- Task brief: Copy the material below line for line, changing nothing.

[Coordinate annotation entries]

════════════════

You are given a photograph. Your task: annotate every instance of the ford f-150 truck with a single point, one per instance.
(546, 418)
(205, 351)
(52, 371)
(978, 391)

════════════════

- Exercise response:
You are given a photograph. Your task: annotate every instance of the ford f-150 truck with a single point, one per instance.
(546, 418)
(205, 351)
(52, 371)
(978, 391)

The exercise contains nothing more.